What is needed =>
Reproduce word for word the lines of the records from the one containing "Teacher note: locate the mouse whisker" through the end of the records, with both ends included.

Provided data =>
—————

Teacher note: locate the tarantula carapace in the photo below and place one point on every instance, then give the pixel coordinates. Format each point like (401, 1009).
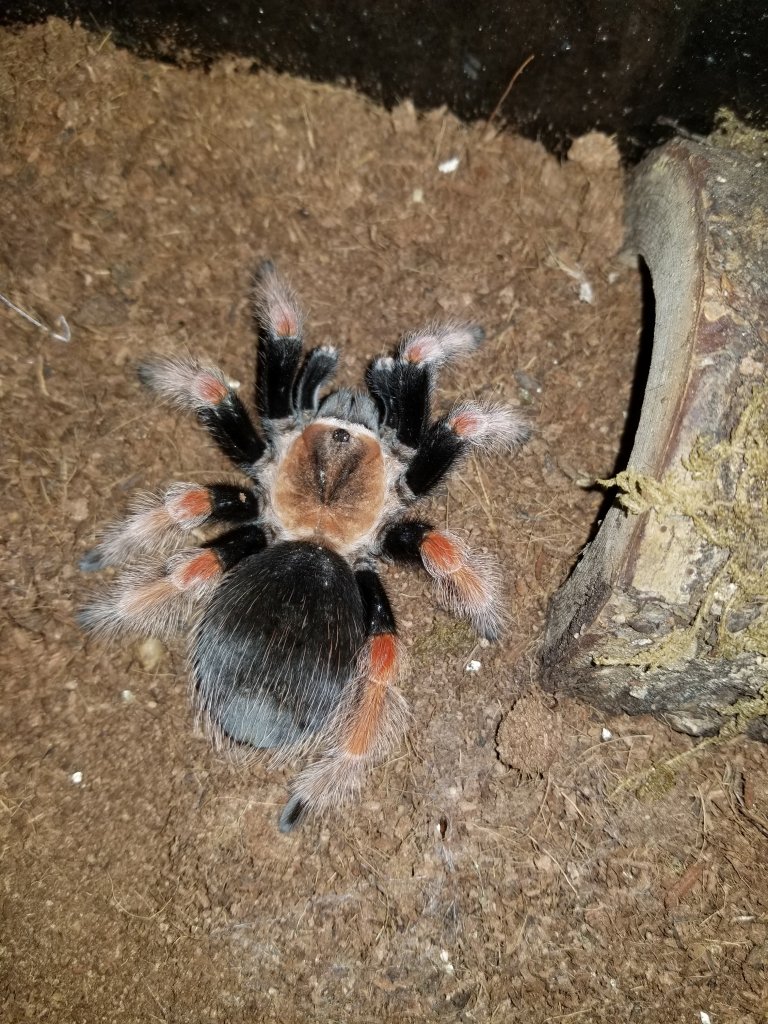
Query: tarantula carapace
(293, 641)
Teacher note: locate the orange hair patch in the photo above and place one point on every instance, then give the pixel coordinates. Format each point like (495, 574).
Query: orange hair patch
(211, 389)
(200, 569)
(442, 553)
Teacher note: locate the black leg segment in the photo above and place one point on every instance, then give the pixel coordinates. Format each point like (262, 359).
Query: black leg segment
(231, 429)
(378, 611)
(435, 456)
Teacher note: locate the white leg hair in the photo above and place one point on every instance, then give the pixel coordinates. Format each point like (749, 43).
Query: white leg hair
(275, 305)
(467, 585)
(361, 733)
(155, 599)
(185, 383)
(489, 427)
(440, 343)
(155, 522)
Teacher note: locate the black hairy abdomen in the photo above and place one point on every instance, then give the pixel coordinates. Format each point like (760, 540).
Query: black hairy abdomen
(276, 648)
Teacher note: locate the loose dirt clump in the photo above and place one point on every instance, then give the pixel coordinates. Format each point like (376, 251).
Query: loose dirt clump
(142, 873)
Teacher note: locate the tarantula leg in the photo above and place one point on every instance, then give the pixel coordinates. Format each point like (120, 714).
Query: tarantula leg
(467, 585)
(367, 725)
(440, 343)
(402, 386)
(402, 394)
(317, 370)
(469, 425)
(280, 325)
(158, 521)
(159, 599)
(205, 390)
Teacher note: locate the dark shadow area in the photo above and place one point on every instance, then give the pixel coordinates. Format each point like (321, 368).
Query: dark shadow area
(642, 368)
(549, 69)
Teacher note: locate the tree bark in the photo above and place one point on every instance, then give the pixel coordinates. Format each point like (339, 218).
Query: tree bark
(667, 610)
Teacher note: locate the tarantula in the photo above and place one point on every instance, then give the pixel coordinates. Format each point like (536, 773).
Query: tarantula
(293, 640)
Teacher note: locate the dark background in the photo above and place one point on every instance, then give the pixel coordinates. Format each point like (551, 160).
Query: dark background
(640, 70)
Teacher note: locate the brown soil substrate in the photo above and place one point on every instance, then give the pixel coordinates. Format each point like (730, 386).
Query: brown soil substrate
(491, 872)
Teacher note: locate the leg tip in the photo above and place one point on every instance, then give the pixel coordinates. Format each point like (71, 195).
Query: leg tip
(293, 813)
(92, 561)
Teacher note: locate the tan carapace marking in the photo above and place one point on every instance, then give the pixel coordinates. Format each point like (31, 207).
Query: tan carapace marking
(331, 484)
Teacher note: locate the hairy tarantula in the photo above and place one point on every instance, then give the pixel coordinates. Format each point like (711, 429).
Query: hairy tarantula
(293, 640)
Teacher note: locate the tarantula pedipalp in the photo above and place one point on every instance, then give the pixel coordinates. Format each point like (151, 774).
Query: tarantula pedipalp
(293, 640)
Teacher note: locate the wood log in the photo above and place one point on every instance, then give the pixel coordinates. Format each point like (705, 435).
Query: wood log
(667, 610)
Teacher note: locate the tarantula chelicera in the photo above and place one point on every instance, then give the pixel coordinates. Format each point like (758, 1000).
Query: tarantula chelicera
(293, 640)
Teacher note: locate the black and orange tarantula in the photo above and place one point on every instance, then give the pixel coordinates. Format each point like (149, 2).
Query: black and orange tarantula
(292, 636)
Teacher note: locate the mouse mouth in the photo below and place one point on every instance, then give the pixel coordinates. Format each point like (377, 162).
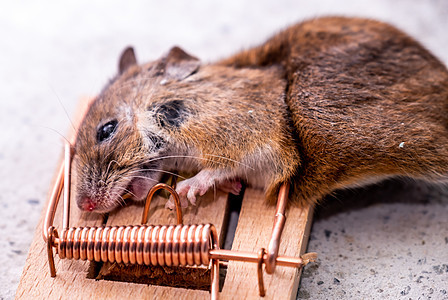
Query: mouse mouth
(137, 189)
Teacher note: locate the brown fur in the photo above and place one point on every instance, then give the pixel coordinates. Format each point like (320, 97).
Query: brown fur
(326, 104)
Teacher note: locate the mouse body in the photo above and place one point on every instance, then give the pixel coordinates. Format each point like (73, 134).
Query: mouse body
(326, 104)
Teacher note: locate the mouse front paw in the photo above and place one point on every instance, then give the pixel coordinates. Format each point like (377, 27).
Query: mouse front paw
(189, 189)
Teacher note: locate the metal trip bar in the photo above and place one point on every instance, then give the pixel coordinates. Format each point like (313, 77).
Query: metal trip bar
(119, 243)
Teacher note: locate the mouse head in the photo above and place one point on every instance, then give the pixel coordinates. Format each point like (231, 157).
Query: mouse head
(115, 153)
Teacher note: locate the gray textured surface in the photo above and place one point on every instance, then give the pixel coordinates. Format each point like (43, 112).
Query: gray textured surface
(54, 52)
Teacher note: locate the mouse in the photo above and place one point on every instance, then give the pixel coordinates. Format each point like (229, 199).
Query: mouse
(329, 103)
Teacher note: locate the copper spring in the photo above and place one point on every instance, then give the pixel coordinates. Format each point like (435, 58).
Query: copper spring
(175, 245)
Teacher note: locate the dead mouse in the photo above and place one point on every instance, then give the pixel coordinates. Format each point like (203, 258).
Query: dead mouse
(326, 104)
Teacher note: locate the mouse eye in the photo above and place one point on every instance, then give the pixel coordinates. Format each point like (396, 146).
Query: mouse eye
(106, 131)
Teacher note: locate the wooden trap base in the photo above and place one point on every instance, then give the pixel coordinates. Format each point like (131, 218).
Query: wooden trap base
(74, 277)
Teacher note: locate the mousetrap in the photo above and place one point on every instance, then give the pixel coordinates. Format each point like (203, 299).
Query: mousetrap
(120, 256)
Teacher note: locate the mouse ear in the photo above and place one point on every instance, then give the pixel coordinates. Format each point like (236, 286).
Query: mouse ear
(179, 64)
(127, 59)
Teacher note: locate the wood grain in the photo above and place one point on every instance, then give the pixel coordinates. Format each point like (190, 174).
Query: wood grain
(253, 232)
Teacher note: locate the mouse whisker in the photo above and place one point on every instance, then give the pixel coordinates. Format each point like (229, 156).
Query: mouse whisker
(200, 158)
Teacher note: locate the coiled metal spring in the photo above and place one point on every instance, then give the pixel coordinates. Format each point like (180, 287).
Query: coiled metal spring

—————

Exercise answer =>
Teacher note: locate the mouse whisker in the photo above and place one point on every instance, then give the pixel coordinates. Format each point like (229, 156).
Query: mouse whisker
(200, 158)
Teacher note: locate the coiled metal spring in the photo above and place one point on every instance, then give the pixel coordinates. Format each point like (180, 287).
Query: coiled metal spring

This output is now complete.